Reproduce every line of the records below verbatim, omitting the pictures.

──────── SUPPLIED DATA

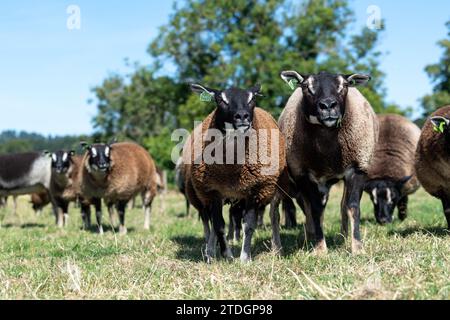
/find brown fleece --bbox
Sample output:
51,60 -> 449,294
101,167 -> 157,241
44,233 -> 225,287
368,114 -> 420,195
416,106 -> 450,199
278,88 -> 379,180
50,156 -> 83,202
183,108 -> 286,209
80,142 -> 157,204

────────────────

» RESPONSE TO THIS TASK
/find brown fleece --bbox
Sample output:
51,60 -> 449,294
101,167 -> 157,241
44,233 -> 225,287
368,114 -> 420,195
416,106 -> 450,199
278,88 -> 379,180
50,156 -> 83,202
183,108 -> 286,209
80,142 -> 157,204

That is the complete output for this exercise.